[WHAT YOU HAVE TO DO]:
Check each line below for the word "cabinet". Then give only how many lines have it.

[EXERCISE MATERIALS]:

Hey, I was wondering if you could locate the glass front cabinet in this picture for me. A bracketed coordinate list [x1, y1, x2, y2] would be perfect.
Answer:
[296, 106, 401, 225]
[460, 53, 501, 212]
--
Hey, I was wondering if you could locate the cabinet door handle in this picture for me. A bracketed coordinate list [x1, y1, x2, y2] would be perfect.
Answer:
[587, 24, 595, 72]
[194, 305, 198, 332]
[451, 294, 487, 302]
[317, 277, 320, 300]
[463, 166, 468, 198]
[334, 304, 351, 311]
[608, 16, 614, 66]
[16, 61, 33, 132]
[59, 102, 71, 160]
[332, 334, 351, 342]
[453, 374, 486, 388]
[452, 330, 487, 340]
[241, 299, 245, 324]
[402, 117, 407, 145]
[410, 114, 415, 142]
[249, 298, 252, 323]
--
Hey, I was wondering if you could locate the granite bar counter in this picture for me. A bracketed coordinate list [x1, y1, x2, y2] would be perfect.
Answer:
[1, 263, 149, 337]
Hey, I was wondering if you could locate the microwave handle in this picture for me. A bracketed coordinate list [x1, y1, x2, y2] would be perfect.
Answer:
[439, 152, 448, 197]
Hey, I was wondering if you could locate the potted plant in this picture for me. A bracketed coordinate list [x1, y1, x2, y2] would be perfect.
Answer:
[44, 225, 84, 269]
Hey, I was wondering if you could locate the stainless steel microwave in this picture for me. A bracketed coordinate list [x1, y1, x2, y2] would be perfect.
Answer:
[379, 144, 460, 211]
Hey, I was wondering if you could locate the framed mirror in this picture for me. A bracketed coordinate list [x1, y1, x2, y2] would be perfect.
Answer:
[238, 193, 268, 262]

[ANSWER TO THIS TASK]:
2